• _文档正文_:
▼

注意1 在发生过主备切换的场景下，mysql已执行的GTID集合可能包含多个source_id，这时设置备机的 gitd_purged时就要注意和主库保持一致，也包含多个source_id。

注意2 这种变通的方法不适合多线程复制。因为多线程复制可能产生gtid gap和Gap-free low-watermark position，这会导致Salve上重复apply已经apply过的event。后果就是数据不一致或者复制中断，除非设置binlog格式为row模式并且slave_exec_mode=IDEMPOTENT,slave_exec_mode=IDEMPOTENT允许Slave回放binlog时忽略重复键和找不到键的错误，使得binlog回放具有幂等性，但这也意味着真的出现了主备数据不一致也会被它忽略。

8. 多线程复制下如何保证crash safe slave？

前面提到了多线程复制，多线程复制下会产生gtid gap和Gap-free low-watermark position。然而在启用GTID的情况下，这都不是事。Slave在apply event时会跳过gitd_executed中已经执行过的事件，所以，只要保证gitd_executed和innodb引擎的数据一致，并且从Master拉过来的binlog记录没有遗漏即可，出现重复没有关系。

即，在多线程复制+GTID的配置下，保证crash safe slave的设置仍然是：

sync_binlog                    = 1
innodb_flush_log_at_trx_commit = 1
relay_log_recovery             = ON

但是，测试发现在开启多线程复制后，通过kill 虚机的方式模拟Slave宕机，当Slave再启动后start slave失败。 mysql日志中有如下错误消息：

---------------------------------
2016-10-26 21:00:23 2699 [Warning] Neither --relay-log nor --relay-log-index were used; so replication may break when this MySQL server acts as a slave and has his hostname changed!! Please use '--relay-log=mysql-relay-bin' to avoid this problem.
2016-10-26 21:00:24 2699 [Note] Slave: MTS group recovery relay log info based on Worker-Id 1, group_relay_log_name ./mysql-relay-bin.000011, group_relay_log_pos 2017523 group_master_log_name binlog.000007, group_master_log_pos 2017363
2016-10-26 21:00:24 2699 [ERROR] Error looking for file after ./mysql-relay-bin.000012.
2016-10-26 21:00:24 2699 [ERROR] Failed to initialize the master info structure
2016-10-26 21:00:24 2699 [Note] Check error log for additional messages. You will not be able to start replication until the issue is resolved and the server restarted.
2016-10-26 21:00:24 2699 [Note] Event Scheduler: Loaded 0 events
2016-10-26 21:00:24 2699 [Note] mysqld: ready for connections.

▲

目标检测数据:
▼

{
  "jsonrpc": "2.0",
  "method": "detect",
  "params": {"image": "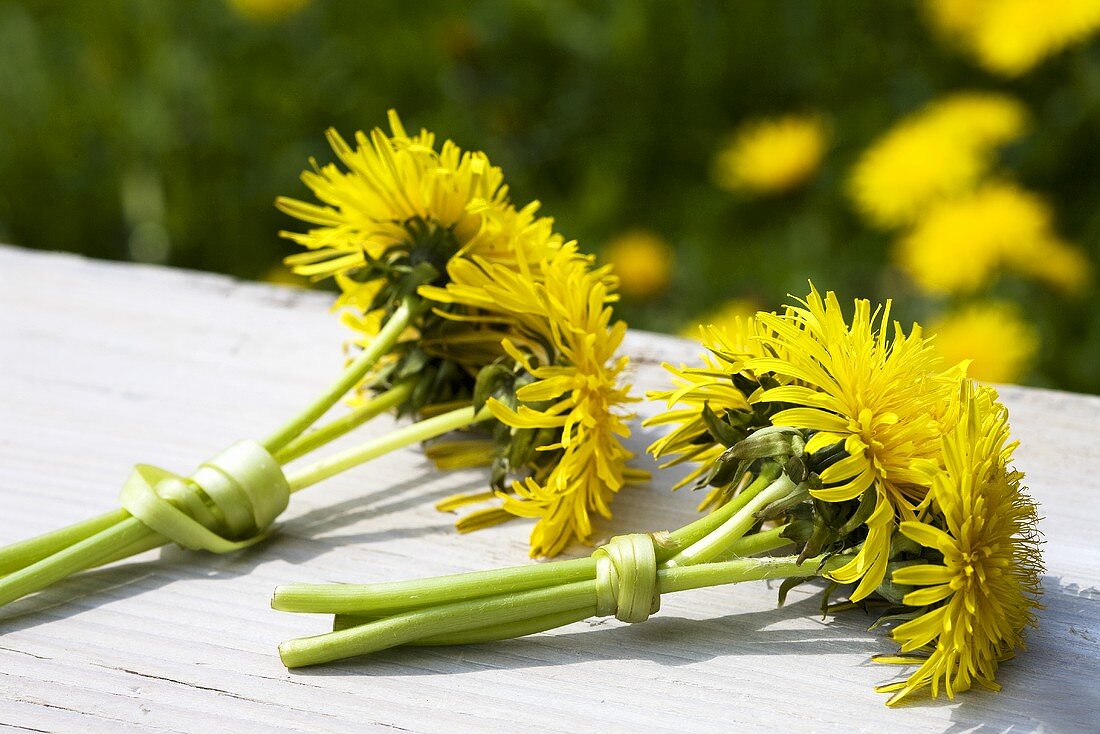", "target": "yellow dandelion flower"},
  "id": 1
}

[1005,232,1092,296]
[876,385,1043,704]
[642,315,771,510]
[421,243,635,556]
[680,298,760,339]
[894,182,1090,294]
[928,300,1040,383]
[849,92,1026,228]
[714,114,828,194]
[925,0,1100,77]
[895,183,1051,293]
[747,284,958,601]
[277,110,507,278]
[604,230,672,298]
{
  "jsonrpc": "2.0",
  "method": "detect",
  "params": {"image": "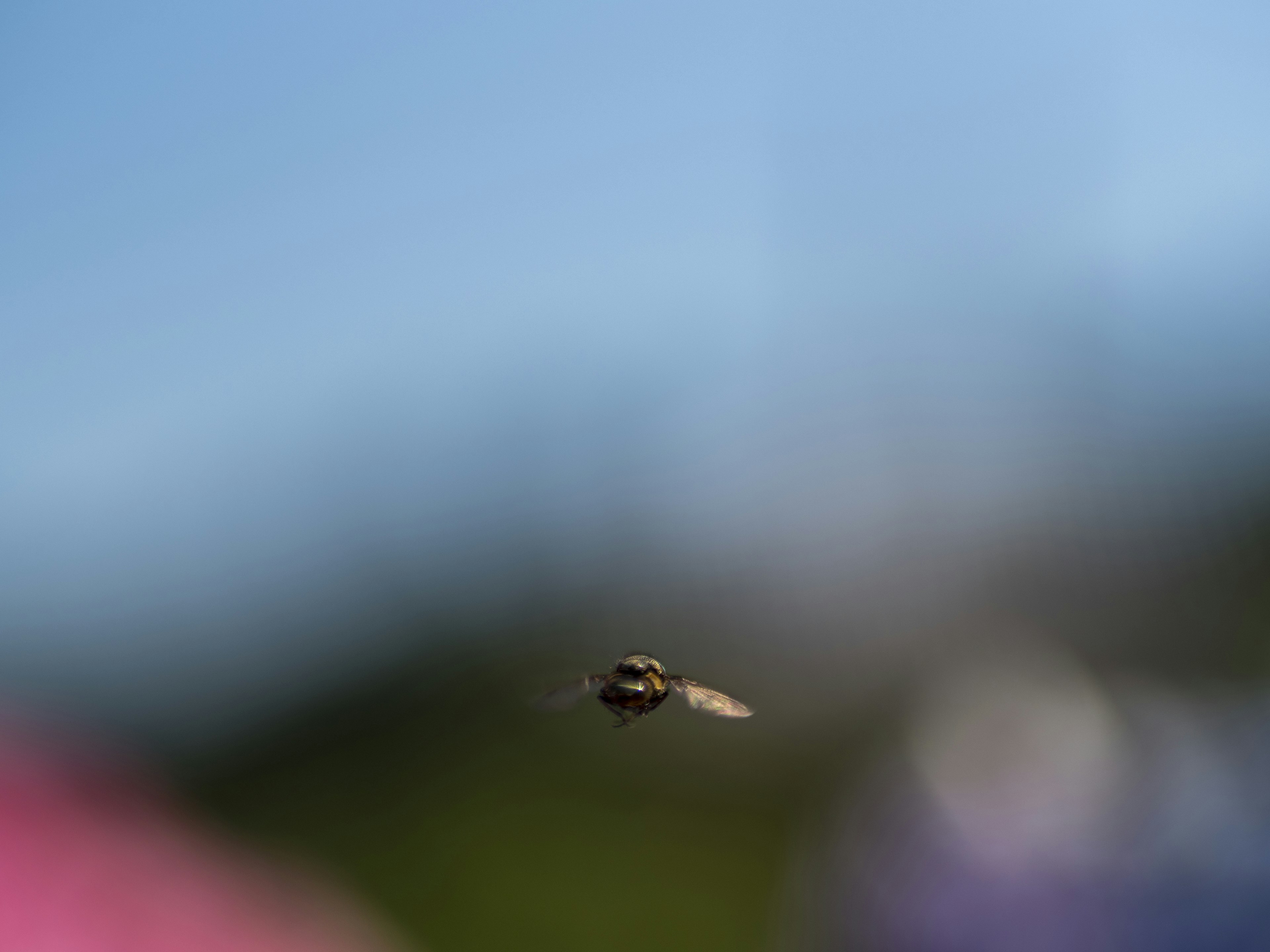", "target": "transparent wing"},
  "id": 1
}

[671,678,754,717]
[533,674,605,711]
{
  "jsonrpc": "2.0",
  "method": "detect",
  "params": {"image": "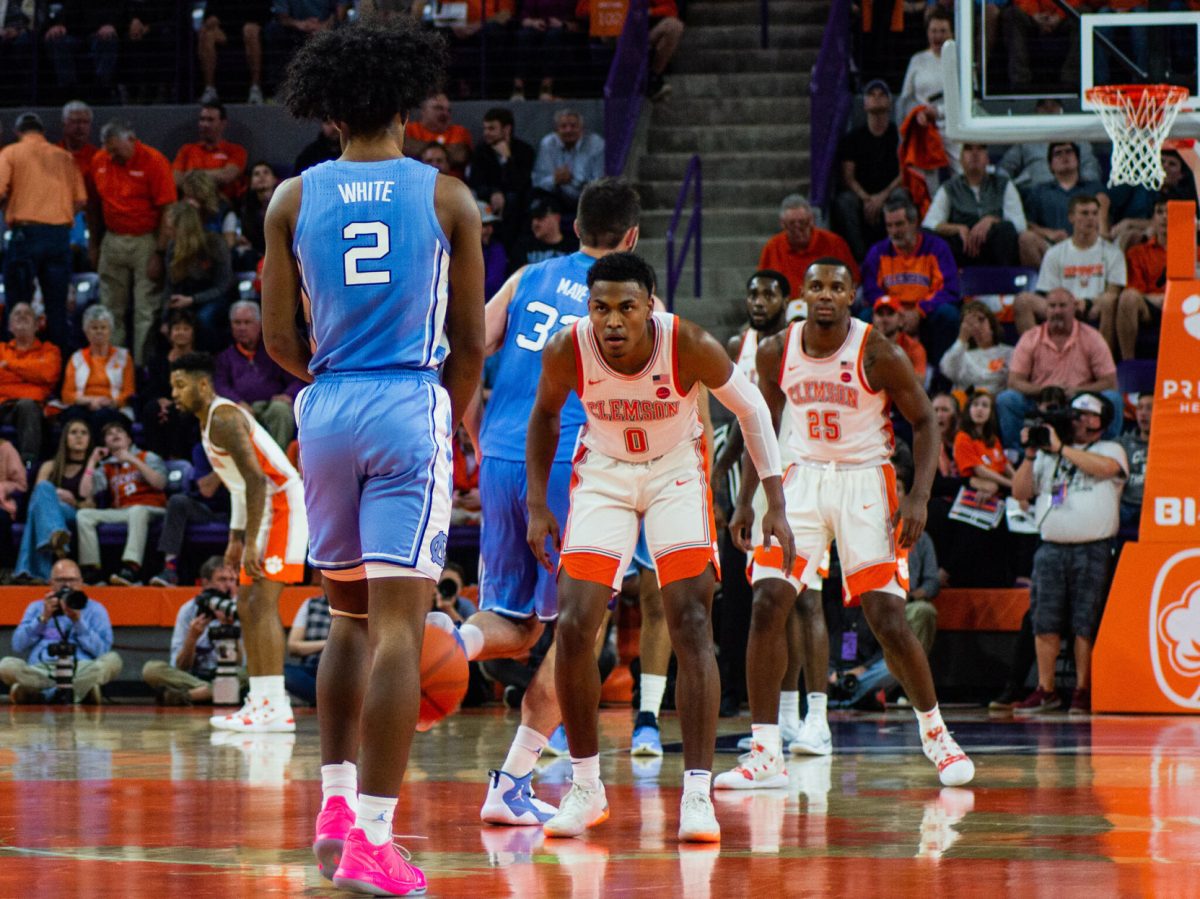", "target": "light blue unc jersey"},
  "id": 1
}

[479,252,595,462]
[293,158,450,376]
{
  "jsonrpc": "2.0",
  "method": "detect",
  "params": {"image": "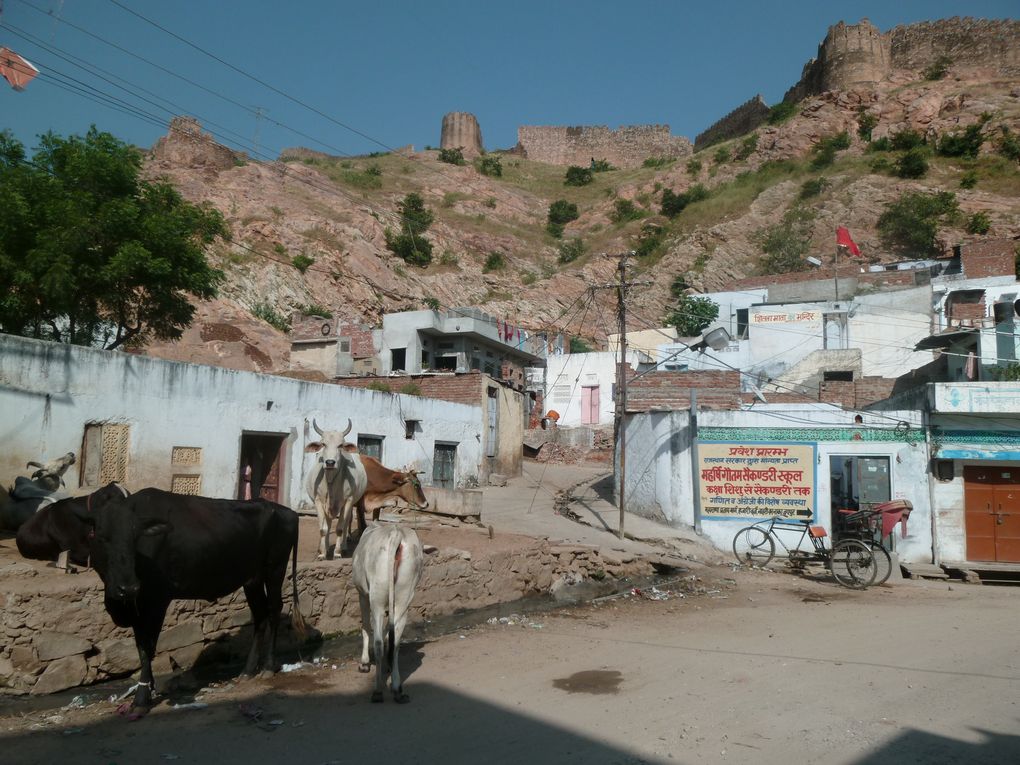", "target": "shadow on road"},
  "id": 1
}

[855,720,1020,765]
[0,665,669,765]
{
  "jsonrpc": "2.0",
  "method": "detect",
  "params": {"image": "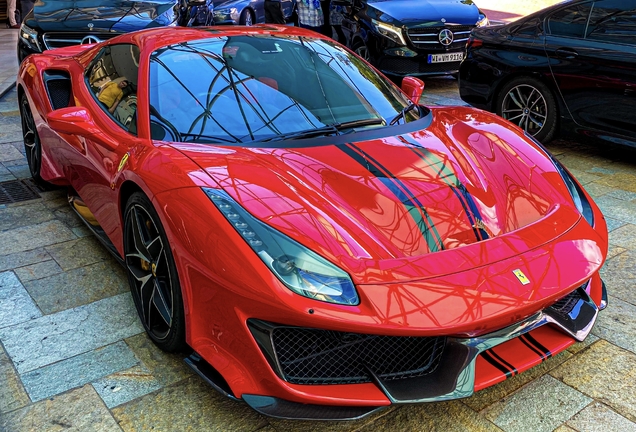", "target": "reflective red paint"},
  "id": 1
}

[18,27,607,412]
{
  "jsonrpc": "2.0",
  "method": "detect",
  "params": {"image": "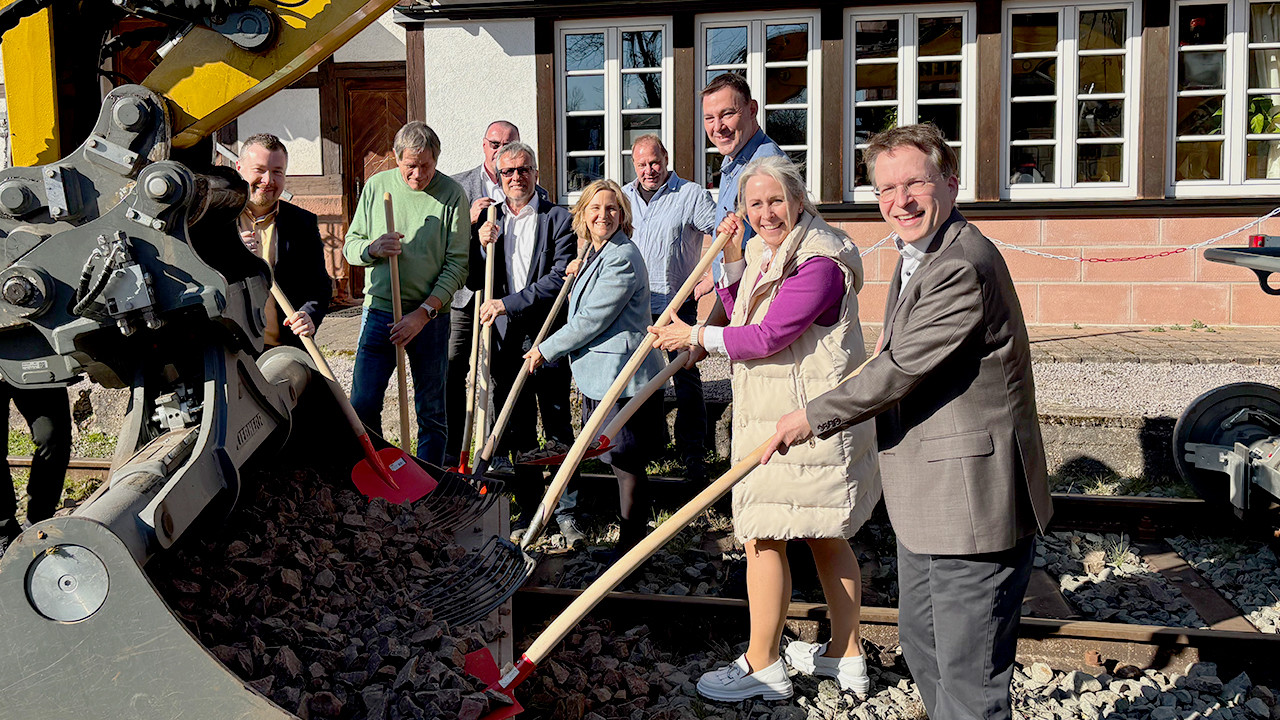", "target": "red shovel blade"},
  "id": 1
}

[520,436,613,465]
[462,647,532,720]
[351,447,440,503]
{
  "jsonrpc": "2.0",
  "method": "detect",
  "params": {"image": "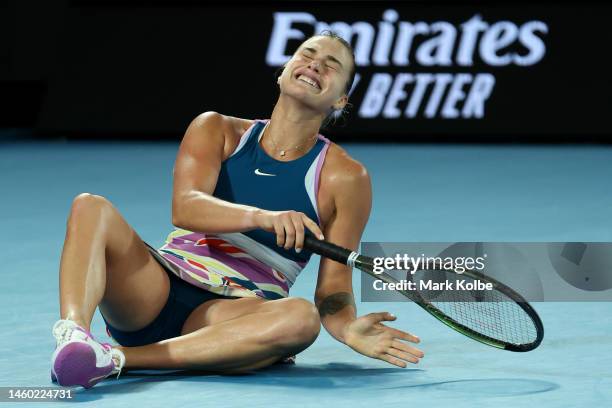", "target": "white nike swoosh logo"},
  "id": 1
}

▲

• _操作说明_:
(a) 请把正文中从“注意2 这种变通的方法不适合多线程复制。因为多线程复制可能产生gtid gap和Gap-free”起、到“多线程复制下如何保证crash safe slave？”为止（含这两处）的文字照抄下来。
(b) 按正文所述，在多线程复制加GTID的配置下，保证crash safe slave需要哪三项设置？

• _练习答案_:
(a)
注意2 这种变通的方法不适合多线程复制。因为多线程复制可能产生gtid gap和Gap-free low-watermark position，这会导致Salve上重复apply已经apply过的event。后果就是数据不一致或者复制中断，除非设置binlog格式为row模式并且slave_exec_mode=IDEMPOTENT,slave_exec_mode=IDEMPOTENT允许Slave回放binlog时忽略重复键和找不到键的错误，使得binlog回放具有幂等性，但这也意味着真的出现了主备数据不一致也会被它忽略。

8. 多线程复制下如何保证crash safe slave？

(b) sync_binlog = 1、innodb_flush_log_at_trx_commit = 1、relay_log_recovery = ON。